Please copy all of the records exactly, leaving nothing out.
§ §
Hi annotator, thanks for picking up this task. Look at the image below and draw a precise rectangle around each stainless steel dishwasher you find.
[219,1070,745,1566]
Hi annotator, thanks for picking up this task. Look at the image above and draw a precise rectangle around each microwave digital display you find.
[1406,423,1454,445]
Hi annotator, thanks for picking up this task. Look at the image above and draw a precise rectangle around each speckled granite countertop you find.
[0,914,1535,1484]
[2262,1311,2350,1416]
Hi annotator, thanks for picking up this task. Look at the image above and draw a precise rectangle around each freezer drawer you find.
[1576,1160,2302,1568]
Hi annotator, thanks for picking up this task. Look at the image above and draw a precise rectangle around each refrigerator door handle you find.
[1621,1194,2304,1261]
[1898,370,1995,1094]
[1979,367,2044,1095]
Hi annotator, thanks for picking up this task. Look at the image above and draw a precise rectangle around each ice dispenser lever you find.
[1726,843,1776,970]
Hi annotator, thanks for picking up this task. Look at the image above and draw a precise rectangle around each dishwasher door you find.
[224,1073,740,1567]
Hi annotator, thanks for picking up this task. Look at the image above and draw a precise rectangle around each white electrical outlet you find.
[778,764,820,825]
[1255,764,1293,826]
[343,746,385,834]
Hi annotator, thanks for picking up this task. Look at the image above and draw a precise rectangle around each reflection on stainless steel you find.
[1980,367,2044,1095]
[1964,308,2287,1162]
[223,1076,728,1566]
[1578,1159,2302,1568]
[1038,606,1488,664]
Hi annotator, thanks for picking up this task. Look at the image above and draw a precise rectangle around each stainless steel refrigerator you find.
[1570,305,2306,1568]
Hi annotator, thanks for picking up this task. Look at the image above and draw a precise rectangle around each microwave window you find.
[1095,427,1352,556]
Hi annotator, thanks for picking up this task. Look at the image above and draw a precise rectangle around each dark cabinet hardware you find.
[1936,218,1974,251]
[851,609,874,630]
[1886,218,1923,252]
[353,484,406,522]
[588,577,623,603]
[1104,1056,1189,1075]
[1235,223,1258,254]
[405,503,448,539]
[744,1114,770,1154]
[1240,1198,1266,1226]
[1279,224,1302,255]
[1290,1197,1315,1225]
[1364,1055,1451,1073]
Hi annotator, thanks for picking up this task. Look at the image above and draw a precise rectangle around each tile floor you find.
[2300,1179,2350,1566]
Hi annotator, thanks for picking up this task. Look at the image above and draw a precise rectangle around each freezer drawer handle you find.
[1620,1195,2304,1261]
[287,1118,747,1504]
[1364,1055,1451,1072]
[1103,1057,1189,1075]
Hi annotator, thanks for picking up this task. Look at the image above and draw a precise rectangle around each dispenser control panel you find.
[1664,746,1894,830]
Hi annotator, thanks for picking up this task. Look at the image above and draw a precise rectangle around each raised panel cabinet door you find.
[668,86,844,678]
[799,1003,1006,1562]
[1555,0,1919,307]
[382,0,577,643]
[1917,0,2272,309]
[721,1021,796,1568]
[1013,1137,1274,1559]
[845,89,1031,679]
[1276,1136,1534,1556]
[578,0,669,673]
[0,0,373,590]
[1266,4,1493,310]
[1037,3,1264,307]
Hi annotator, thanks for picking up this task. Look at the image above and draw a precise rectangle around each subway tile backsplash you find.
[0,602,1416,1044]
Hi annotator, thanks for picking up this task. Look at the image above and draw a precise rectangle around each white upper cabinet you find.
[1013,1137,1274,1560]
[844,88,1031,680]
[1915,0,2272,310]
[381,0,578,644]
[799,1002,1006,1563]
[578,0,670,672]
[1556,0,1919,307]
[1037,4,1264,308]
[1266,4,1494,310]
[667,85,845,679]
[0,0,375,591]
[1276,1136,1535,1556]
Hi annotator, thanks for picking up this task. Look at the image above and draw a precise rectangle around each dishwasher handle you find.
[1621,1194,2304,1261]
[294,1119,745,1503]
§ §
[Written answer]
Hi annotator, thanks for picking up this task. Look at the image below and draw a precise rectangle around each stainless steel dishwasher you find.
[219,1070,745,1566]
Hi annotator, thanks for picking up this task. Look at the image above and draw a precise rectangle around each microwave digital display you find.
[1406,423,1454,445]
Hi annotator, thanks for picking up this task. Look at the image above and draw a precise rectangle around each speckled granite countertop you find.
[0,914,1535,1484]
[2262,1311,2350,1416]
Hi annotator, thanks for picking up this task. Look at the image above and draw a precise rectangle around each freezer drawer you find.
[1576,1160,2302,1568]
Hi annotator, thanks for picking up this task. Look at the image above and draw a precise rectangle around each refrigerator door handle you find.
[1621,1194,2304,1261]
[1898,370,1995,1094]
[1979,367,2044,1095]
Hi annotator, thanks for picking up this task. Look at the image above and draw a precise rectangle around each ice dispenser lever you find.
[1726,843,1776,970]
Hi annotator, thanks for picking up this task. Look at the image above and draw a precise rectangle around each dishwasher door you find.
[224,1073,740,1567]
Hi annotator, thanks for picking up this task. Look at the image above and draw a precise rectangle around each white electrical outlet you find.
[778,764,820,825]
[1255,764,1293,826]
[343,746,385,834]
Hi annotator, thanks for picking up this task. Look at the image above and draw a precise rectangle around each reflection on stainless steel you find.
[1980,367,2044,1095]
[1964,308,2287,1162]
[223,1076,728,1566]
[1578,1159,2302,1568]
[1038,606,1488,664]
Hi annotator, thanks for picking up this task. Look at the image above and draw a precise rectangle around each stainless steel refrigerator you find.
[1570,305,2306,1568]
Hi annotator, thanks for picking up this task. Look at the image above and draw a precise rectangle around each microwave window you find.
[1095,427,1352,556]
Hi annotator, thanks for picking up this task. Look at the image above and draw a precise rectangle around each dark cabinet hardware you find.
[1936,218,1974,251]
[851,609,874,630]
[1886,218,1923,252]
[353,484,406,522]
[588,577,623,603]
[1104,1056,1189,1075]
[1235,223,1258,254]
[405,503,448,539]
[744,1114,770,1154]
[1240,1198,1266,1226]
[1279,224,1302,255]
[1290,1197,1315,1225]
[1364,1055,1451,1073]
Hi annotator, thanks for picking up this task. Look at the image above and draw a precise rectangle around each tile floor you find.
[2300,1179,2350,1566]
Hi annotator, thanks for picking up this task. Look at the image above and draw a precise rectangle around each freezer drawer handle you find.
[1620,1195,2304,1261]
[287,1118,747,1504]
[1364,1055,1451,1072]
[1103,1057,1189,1075]
Hi annotator, thanks for picking up this task. Look at the image above and draw a precise rectangle around each dispenser control panel you find.
[1664,746,1894,830]
Hi annotator, thanks for picking up this task. Look at the image above and draw a precise rectangle around each raised panel cabinet door you find.
[668,86,844,678]
[799,1003,1006,1562]
[1555,0,1919,307]
[382,0,577,643]
[1917,0,2272,309]
[721,1021,796,1568]
[1013,1137,1274,1559]
[845,89,1031,679]
[1276,1136,1534,1556]
[578,0,669,673]
[0,0,373,590]
[1266,4,1493,310]
[1037,3,1264,307]
Hi annotator, thanks for picking up this task. Look at the image above and draw a precise rectangle around each subway tile backsplash you find.
[0,602,1416,1044]
Hi annotator, thanks for picking up this task. Look at the image above and draw a precise rectangle around each white upper cabinet you find.
[1013,1137,1274,1560]
[844,88,1031,680]
[1915,0,2272,310]
[381,0,578,644]
[799,1002,1006,1563]
[578,0,670,672]
[1556,0,1919,307]
[1037,4,1264,308]
[1266,4,1494,310]
[667,85,845,679]
[0,0,375,591]
[1276,1136,1535,1556]
Hi annotator, thanks for picking up this task. Look at the image above and draw a precise rectangle around each dishwasher handle you find.
[1621,1194,2304,1261]
[294,1119,745,1503]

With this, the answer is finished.